> Exercise description
Write the data out again, exactly as given.

> Excerpted records
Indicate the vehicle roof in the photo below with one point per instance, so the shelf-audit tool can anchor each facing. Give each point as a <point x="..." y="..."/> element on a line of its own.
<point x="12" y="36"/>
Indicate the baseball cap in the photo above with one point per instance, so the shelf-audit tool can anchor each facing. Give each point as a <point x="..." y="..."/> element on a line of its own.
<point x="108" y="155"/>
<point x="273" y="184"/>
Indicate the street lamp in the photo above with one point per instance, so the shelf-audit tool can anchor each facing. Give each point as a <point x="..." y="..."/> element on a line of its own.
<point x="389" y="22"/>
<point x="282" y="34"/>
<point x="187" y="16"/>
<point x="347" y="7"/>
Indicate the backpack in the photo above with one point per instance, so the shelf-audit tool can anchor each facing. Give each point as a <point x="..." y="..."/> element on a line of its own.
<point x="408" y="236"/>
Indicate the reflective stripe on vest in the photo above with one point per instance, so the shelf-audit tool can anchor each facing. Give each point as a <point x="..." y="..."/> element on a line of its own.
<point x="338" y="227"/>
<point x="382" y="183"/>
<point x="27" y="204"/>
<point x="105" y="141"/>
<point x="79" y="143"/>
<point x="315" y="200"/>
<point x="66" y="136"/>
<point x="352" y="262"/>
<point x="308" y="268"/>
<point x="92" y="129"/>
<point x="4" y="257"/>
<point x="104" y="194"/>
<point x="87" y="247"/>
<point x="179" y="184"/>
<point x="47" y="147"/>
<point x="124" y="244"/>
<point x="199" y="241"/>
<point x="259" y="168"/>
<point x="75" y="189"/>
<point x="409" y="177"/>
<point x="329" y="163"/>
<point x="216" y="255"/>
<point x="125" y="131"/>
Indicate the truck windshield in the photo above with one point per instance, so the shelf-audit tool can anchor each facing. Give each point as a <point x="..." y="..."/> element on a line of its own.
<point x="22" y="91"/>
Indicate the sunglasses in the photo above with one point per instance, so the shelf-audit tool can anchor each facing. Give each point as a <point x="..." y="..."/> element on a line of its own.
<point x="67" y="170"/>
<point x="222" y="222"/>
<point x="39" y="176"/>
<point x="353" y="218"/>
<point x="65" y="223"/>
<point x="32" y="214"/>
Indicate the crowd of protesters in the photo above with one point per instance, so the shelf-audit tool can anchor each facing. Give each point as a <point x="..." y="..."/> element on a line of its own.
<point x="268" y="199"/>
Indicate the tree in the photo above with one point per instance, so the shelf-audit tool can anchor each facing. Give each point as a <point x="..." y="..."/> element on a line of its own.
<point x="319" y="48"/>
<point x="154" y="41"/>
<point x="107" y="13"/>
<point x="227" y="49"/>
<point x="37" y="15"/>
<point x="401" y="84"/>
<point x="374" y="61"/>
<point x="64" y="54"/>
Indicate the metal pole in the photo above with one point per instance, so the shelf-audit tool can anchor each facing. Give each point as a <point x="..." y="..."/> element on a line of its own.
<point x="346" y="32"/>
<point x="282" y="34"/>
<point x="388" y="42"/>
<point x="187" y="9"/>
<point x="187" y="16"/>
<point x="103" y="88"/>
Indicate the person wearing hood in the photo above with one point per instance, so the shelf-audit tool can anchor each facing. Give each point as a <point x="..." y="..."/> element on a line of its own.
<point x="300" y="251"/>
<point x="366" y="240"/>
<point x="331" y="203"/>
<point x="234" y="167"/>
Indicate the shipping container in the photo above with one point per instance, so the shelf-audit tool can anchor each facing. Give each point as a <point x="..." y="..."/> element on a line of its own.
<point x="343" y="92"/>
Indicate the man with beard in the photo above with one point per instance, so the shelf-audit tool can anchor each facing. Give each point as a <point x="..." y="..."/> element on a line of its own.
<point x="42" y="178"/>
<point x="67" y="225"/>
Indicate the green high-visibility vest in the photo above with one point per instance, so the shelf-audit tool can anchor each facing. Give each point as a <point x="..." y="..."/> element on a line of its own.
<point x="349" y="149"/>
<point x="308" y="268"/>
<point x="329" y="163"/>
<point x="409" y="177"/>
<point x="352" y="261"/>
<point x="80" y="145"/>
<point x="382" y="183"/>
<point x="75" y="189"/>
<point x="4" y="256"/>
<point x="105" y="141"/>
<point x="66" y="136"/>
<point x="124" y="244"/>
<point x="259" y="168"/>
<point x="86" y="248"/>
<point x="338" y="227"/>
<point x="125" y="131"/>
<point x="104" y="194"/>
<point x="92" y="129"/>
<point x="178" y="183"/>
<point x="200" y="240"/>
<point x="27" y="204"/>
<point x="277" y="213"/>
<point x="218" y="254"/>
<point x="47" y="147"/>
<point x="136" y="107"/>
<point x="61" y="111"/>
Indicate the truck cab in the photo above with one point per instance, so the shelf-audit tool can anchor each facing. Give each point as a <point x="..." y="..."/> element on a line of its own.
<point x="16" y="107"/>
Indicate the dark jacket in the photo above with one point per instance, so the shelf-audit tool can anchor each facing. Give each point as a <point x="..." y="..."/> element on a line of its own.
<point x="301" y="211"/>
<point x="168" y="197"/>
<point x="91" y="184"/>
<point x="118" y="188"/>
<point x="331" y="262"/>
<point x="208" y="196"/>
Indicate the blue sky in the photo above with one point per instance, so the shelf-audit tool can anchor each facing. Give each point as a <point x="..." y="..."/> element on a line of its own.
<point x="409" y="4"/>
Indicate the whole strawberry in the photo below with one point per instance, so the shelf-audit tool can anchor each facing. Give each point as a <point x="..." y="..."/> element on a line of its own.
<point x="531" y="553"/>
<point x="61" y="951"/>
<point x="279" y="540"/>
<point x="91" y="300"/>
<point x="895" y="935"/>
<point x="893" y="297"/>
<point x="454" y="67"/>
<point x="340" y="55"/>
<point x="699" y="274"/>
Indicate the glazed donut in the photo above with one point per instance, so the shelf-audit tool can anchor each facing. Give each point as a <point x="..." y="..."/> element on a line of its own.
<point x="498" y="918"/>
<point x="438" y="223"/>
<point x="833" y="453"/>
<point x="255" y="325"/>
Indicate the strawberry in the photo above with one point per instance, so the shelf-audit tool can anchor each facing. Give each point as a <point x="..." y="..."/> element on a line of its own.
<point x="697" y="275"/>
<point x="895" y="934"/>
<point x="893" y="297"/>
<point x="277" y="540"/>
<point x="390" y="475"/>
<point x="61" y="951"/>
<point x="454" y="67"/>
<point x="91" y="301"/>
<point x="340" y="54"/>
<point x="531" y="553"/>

> Task output
Indicate the vehicle roof in the photo below with one point per instance, so the shelf-audit tool can anchor each facing. Give each point as a <point x="..." y="..."/> element on a line of its own.
<point x="12" y="36"/>
Indicate the baseball cap in the photo above with one point per instance, so the shelf-audit tool can anchor each facing. Give each point as a <point x="..." y="..."/> element on a line of its own.
<point x="108" y="155"/>
<point x="273" y="184"/>
Indicate the street lamp in the photo above with one point per instance, so the shelf-audit tool can anchor each facing. Give each point as a <point x="..." y="..."/> element on a line of its own.
<point x="389" y="22"/>
<point x="282" y="34"/>
<point x="187" y="16"/>
<point x="347" y="7"/>
Indicate the backpack in the photo above with one point per instance, so the shelf-audit tool can anchor each facing. Give each point as a <point x="..." y="..."/> element on a line of its own.
<point x="408" y="236"/>
Indicate the reflective stripe on vest in the photo above with one point per instance, so the shelf-audit tool can anchor each facing. Give each point as a <point x="..." y="..."/> element on a line of its own.
<point x="338" y="227"/>
<point x="382" y="183"/>
<point x="27" y="204"/>
<point x="105" y="141"/>
<point x="79" y="143"/>
<point x="315" y="200"/>
<point x="66" y="136"/>
<point x="352" y="262"/>
<point x="308" y="268"/>
<point x="92" y="129"/>
<point x="4" y="257"/>
<point x="104" y="194"/>
<point x="87" y="247"/>
<point x="179" y="184"/>
<point x="47" y="147"/>
<point x="124" y="244"/>
<point x="199" y="241"/>
<point x="259" y="168"/>
<point x="75" y="189"/>
<point x="409" y="177"/>
<point x="329" y="163"/>
<point x="216" y="255"/>
<point x="125" y="131"/>
Indicate the truck windshield in the photo above with one point per instance, so the shelf-audit tool can anchor each facing. Give each point as a <point x="..." y="..."/> element on a line of its own.
<point x="22" y="91"/>
Indicate the sunglasses in the photo above with one point per instance, so the shelf-audit tool can anchor each facing. Give each point as a <point x="..." y="..."/> element on a line of its own.
<point x="67" y="170"/>
<point x="222" y="222"/>
<point x="39" y="176"/>
<point x="353" y="218"/>
<point x="65" y="223"/>
<point x="32" y="214"/>
Indicate the crowd of protesters in the photo above with one point per instance, so the shelf-audit tool can anchor each facing. Give each point as a <point x="..." y="..."/> element on a line of its own.
<point x="268" y="199"/>
Indicate the tree in the photo above with one point per instance, so the shelf-audit tool can anchor each facing. Give each point as a <point x="..." y="..."/> element on a line of its own.
<point x="319" y="48"/>
<point x="154" y="41"/>
<point x="107" y="13"/>
<point x="227" y="49"/>
<point x="37" y="15"/>
<point x="401" y="84"/>
<point x="374" y="61"/>
<point x="64" y="54"/>
Indicate the metal pole in the photo above with one point per instance, so the shelf-audit tool can anchor each facing. Give each point as a <point x="..." y="..."/> element on a line of its own.
<point x="346" y="32"/>
<point x="282" y="34"/>
<point x="388" y="42"/>
<point x="187" y="9"/>
<point x="187" y="16"/>
<point x="103" y="88"/>
Indicate the person wearing hood in the photo above with one point per instance, so the shelf-audit tool can anchor each facing. Give each point as a <point x="..." y="..."/> element on a line of its own.
<point x="300" y="251"/>
<point x="366" y="240"/>
<point x="331" y="203"/>
<point x="234" y="167"/>
Indicate the shipping container in the photo above with one point per instance, so the shelf-audit tool can anchor each facing. Give each point as a <point x="..." y="..."/> element on a line of its own.
<point x="343" y="92"/>
Indicate the man with beard in the photo above with one point per instance, so the shelf-audit tool can anchor each facing. Give each point as a <point x="..." y="..."/> element on a line of its own.
<point x="42" y="178"/>
<point x="67" y="225"/>
Indicate the green high-visibility vest in the photo above with one point per instance, so the shelf-audit tool can anchor each facing. Give each point as a <point x="..." y="..."/> element on a line of its own.
<point x="349" y="149"/>
<point x="308" y="268"/>
<point x="329" y="163"/>
<point x="409" y="177"/>
<point x="352" y="261"/>
<point x="80" y="145"/>
<point x="382" y="183"/>
<point x="75" y="189"/>
<point x="4" y="256"/>
<point x="105" y="141"/>
<point x="66" y="136"/>
<point x="124" y="244"/>
<point x="259" y="168"/>
<point x="86" y="248"/>
<point x="338" y="227"/>
<point x="125" y="131"/>
<point x="104" y="194"/>
<point x="92" y="129"/>
<point x="178" y="183"/>
<point x="200" y="240"/>
<point x="27" y="204"/>
<point x="277" y="213"/>
<point x="218" y="254"/>
<point x="47" y="147"/>
<point x="136" y="107"/>
<point x="61" y="111"/>
Indicate the truck cab in the photo above with one point per instance, so the shelf-audit tool can anchor each facing. Give each point as a <point x="..." y="..."/> element on a line of its own.
<point x="16" y="107"/>
Indicate the dark jacket in the photo above with one point per instance, so the shelf-audit tool can anchor each facing. Give each point as a <point x="..." y="..."/> element on a line of its own.
<point x="301" y="211"/>
<point x="168" y="197"/>
<point x="91" y="184"/>
<point x="118" y="188"/>
<point x="331" y="262"/>
<point x="208" y="196"/>
Indicate the blue sky in the photo above with one point per instance, so the shelf-audit tool can anchor each facing. Give each point as a <point x="..." y="..."/> element on a line of its own.
<point x="409" y="4"/>
Indicate the whole strawberry in the photo below with one point per instance, so the shelf-audit tool can anchor each facing. Give each point as a <point x="..." y="..."/> element on a line of its own.
<point x="531" y="553"/>
<point x="61" y="951"/>
<point x="279" y="540"/>
<point x="91" y="300"/>
<point x="895" y="935"/>
<point x="893" y="297"/>
<point x="454" y="67"/>
<point x="340" y="55"/>
<point x="699" y="274"/>
Indicate the glazed donut in the photo above with one point per instance, so the shelf-audit tool can anchor each facing. Give each point as a <point x="..." y="..."/> element on a line of its own.
<point x="498" y="918"/>
<point x="438" y="223"/>
<point x="833" y="453"/>
<point x="255" y="325"/>
Indicate the strawberry in the photo above with one point per instance, so the shelf-audit tool can anchor each facing. Give each point as a <point x="..." y="..."/> element on a line of its own.
<point x="697" y="275"/>
<point x="895" y="934"/>
<point x="893" y="297"/>
<point x="277" y="540"/>
<point x="390" y="475"/>
<point x="61" y="951"/>
<point x="454" y="67"/>
<point x="91" y="301"/>
<point x="340" y="54"/>
<point x="531" y="553"/>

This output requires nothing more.